MATERIALS PROVIDED:

★ ★ ★ ★ ★ ★ ★

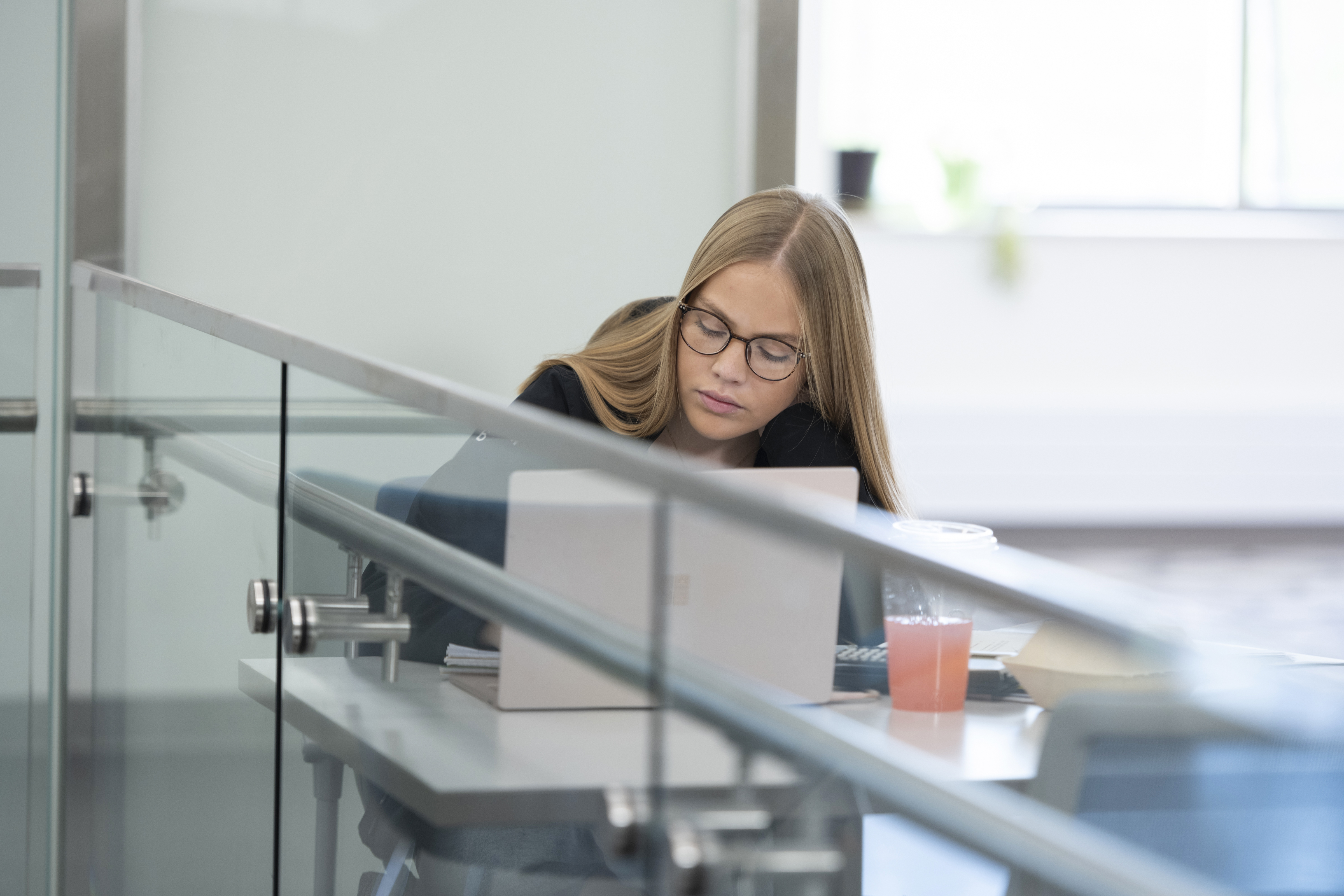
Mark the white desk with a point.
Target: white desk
(455, 760)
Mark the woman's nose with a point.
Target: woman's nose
(732, 363)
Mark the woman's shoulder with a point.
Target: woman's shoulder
(800, 437)
(558, 389)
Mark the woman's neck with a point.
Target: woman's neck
(682, 438)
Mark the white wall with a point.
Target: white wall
(1123, 381)
(461, 187)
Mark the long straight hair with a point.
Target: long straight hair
(628, 367)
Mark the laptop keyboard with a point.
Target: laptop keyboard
(851, 654)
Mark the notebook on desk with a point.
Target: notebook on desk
(738, 597)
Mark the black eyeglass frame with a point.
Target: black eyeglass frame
(746, 343)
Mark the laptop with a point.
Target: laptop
(743, 598)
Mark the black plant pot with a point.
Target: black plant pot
(857, 176)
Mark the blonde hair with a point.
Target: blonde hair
(628, 367)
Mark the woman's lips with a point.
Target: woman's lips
(718, 403)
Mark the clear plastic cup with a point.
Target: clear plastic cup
(928, 624)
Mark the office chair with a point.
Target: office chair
(1263, 816)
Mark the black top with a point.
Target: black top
(466, 503)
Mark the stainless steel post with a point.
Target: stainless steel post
(353, 569)
(393, 609)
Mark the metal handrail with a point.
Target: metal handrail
(1054, 589)
(163, 417)
(991, 819)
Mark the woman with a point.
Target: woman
(764, 359)
(780, 279)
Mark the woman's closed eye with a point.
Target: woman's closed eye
(772, 351)
(708, 327)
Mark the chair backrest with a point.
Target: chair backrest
(1257, 815)
(396, 498)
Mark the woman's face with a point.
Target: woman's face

★ ★ ★ ★ ★ ★ ★

AIM OF THE TASK:
Please transcribe exactly the lines above from the line that has "Mark the woman's neck with a point." up to and including the line that has "Mark the stainless steel post with a point."; no other line belongs in the answer.

FINISHED TASK:
Mark the woman's neck with a point.
Target: woman's neck
(682, 438)
Mark the white wall with a point.
Target: white wall
(1123, 381)
(461, 187)
Mark the long straight hair with a point.
Target: long straight hair
(628, 367)
Mark the laptop keyboard with a point.
Target: laptop keyboard
(851, 654)
Mark the notebook on desk with a point.
Target: notebook on desk
(738, 597)
Mark the black eyeglass frame with a point.
Target: black eyeglass frame
(746, 343)
Mark the laptop with a point.
Target: laptop
(743, 598)
Mark the black plant pot with a point.
Target: black plant pot
(857, 176)
Mark the blonde hair with a point.
Target: blonde hair
(628, 367)
Mark the woman's lips with a point.
Target: woman's lips
(718, 403)
Mark the clear plastic cup with a point.
Target: clear plastic cup
(928, 624)
Mark the office chair with a point.
Target: office chair
(1263, 816)
Mark the black top with a point.
Target: black top
(466, 503)
Mark the stainless steel post with a point.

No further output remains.